EXTRACTED TEXT.
%%

(11) None of the above is true, at least according to several US government-financed studies that, for more than 50 years, have investigated marijuana's effects on humans. Many of those myths, however, simply refuse to die. But while we have been waiting for the millions of breasted men and bearded women to appear, there has not been a single case of either cancer or emphysema ever attributed to marijuana smoking, nor a single death.
(12) Which does not mean smoking pot is a free ride: Some people have severe, though short-term, anxiety reactions to it. Those people should simply not smoke. And though marijuana is not physically addictive, some people become psychologically dependent on it. The same could be said about people who crave potato chips or eat too many chocolate chip cookies, though the marijuana smoker -- unless he is also a chip or cookie addict -- will not eventually as a result die from the complications of clogged arteries, obesity, or heart failure.
(13) Another stereotype that persists is the connection between marijuana smoking and crime. However, the US Bureau of Justice Statistics has never linked marijuana to criminal activity, other than the criminal activity of buying, using, growing or smuggling marijuana. Again, this is not to say that there are not criminals who smoke marijuana and continue to commit criminal actions. It is to say that non-criminals who smoke do not commit criminal actions.
(14) But if marijuana is not a physical threat to the user, and does not pose a threat to society from resulting criminal activity, why does it remain illegal? One of the arguments prohibitionists use is that it leads to harder drugs. And yet the National Institute of Drug Abuse suggests that alcohol and cigarettes are the gateway drugs, not marijuana. Of the 70 million to 100 million Americans who have smoked marijuana, fewer than 2 percent have ever used heroin. A second, and currently very popular, argument by prohibitionists is that marijuana is as much as 30 times stronger now than it used to be. Again, US government statistics don't back up that claim. The most recent National Institutes of Health statistics, through its Marijuana Potency Monitoring project, show that the average THC content (the psychoactive ingredient in cannabis) of marijuana seized by law enforcement during 1992 was 1.9 percent, the lowest figure for pot potency since 1980.

%%

STUDY MATERIAL.
%%

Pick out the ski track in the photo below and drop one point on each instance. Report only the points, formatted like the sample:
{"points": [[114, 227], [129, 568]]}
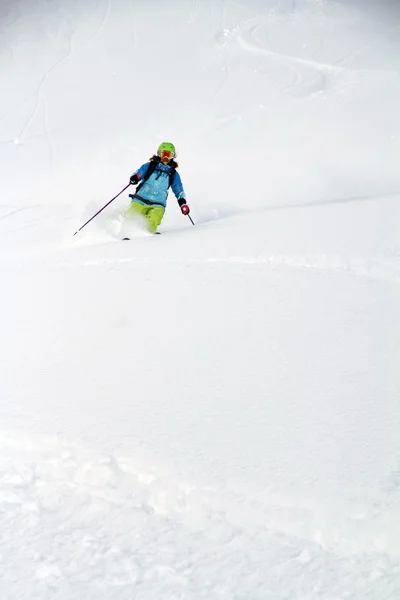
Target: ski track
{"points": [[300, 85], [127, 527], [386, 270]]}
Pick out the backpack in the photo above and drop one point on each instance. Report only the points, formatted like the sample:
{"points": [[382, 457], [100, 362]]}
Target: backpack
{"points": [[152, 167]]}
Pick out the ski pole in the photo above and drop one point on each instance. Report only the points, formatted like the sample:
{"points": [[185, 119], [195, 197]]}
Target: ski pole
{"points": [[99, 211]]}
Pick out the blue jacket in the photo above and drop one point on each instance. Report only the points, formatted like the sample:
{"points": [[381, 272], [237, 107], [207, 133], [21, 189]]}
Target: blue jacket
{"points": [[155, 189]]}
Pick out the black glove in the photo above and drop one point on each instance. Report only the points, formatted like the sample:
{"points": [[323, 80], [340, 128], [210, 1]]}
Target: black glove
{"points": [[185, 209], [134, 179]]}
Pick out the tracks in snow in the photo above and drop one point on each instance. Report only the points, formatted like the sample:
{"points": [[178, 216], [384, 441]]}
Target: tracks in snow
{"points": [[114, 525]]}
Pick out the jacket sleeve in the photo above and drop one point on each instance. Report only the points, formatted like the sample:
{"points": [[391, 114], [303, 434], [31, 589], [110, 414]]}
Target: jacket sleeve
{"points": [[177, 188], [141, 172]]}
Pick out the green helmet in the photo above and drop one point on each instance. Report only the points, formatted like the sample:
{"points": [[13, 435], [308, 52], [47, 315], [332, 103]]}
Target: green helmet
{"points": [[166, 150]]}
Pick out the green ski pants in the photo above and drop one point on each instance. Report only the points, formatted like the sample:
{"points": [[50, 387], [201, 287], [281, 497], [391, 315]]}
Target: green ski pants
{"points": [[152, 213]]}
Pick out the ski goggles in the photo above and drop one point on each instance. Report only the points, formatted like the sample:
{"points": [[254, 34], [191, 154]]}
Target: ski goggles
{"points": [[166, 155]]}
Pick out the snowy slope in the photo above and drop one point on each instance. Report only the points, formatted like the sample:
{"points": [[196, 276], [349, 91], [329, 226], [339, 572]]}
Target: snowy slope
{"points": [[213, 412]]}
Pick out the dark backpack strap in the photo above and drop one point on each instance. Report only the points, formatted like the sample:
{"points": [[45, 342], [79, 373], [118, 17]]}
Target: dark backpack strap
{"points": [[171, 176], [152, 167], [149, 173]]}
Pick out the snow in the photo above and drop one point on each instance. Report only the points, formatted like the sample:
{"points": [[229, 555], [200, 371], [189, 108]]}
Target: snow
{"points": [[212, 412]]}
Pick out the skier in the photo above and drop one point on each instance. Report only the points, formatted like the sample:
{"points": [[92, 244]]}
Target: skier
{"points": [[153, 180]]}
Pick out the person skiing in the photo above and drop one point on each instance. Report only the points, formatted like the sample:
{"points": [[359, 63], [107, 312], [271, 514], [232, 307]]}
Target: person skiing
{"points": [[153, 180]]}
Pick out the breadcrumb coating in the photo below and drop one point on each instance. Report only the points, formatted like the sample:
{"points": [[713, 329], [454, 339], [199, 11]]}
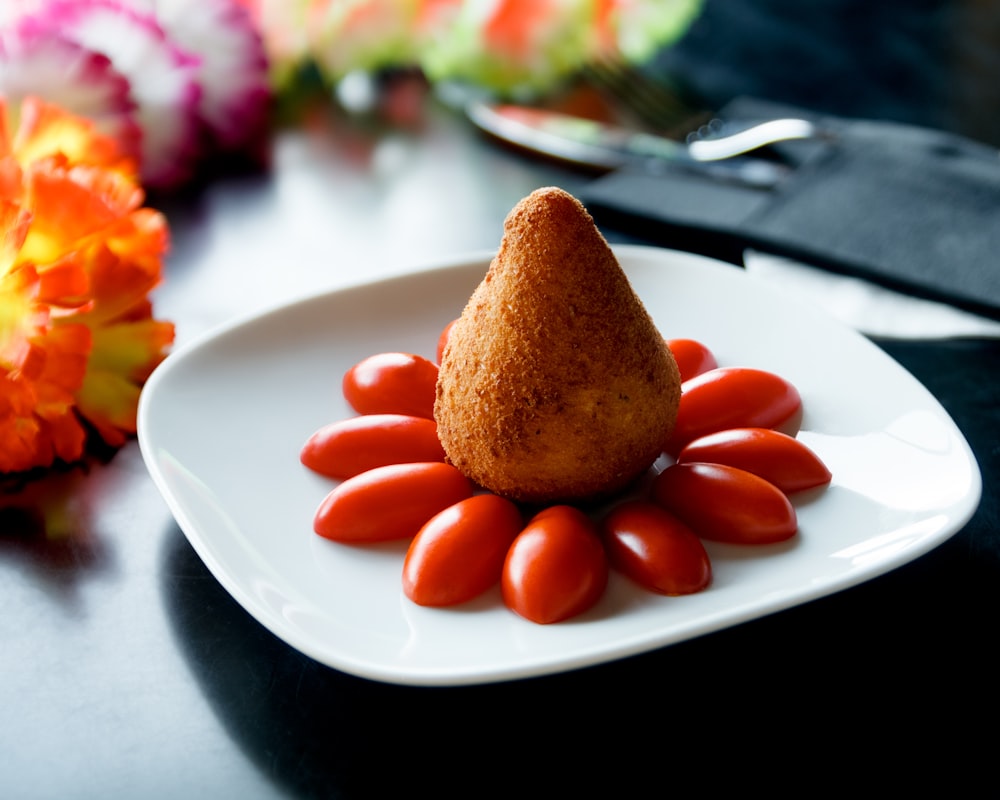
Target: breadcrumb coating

%%

WHAT TO PRODUCE. Pick up the marijuana essay after its last sentence and keep writing in the same manner. Leave the records aside; they have nothing to do with what comes next.

RESULT FOR THIS TASK.
(15) Which leaves many of us wondering exactly why marijuana remains illegal, and what would be the consequence of legalizing it? Is there a single person in America today who, on any given day, is unable to find a joint? Probably not. Would use surge if it were legalized? Probably for the short term, though if the history of alcohol prohibition and its relegalization are any model, that surge would level off.
(16) On the positive side, the production of tax dollars and the savings to the criminal justice system would be in the tens of billions annually. Thousands of disenfranchised and criminalized marijuana smokers and their families would be reenfranchised into the system. The potential medical benefits could be judged by patients and their doctors, rather than by the Drug Enforcement Administration. Additionally, the industrial use of hemp could fuel several leading industries while providing important environmental benefits.
(17) That the single loudest voice against legalization during the past several years has been the Partnership for a Drug Free America, with its drug company backing, ought to tell us something.
(18) And what it ought to tell us is the same thing the Indian Hemp Drugs Commission spelled out 100 years ago: Regulate, tax and let people who are not harming anyone do what they want, since they are going to anyway.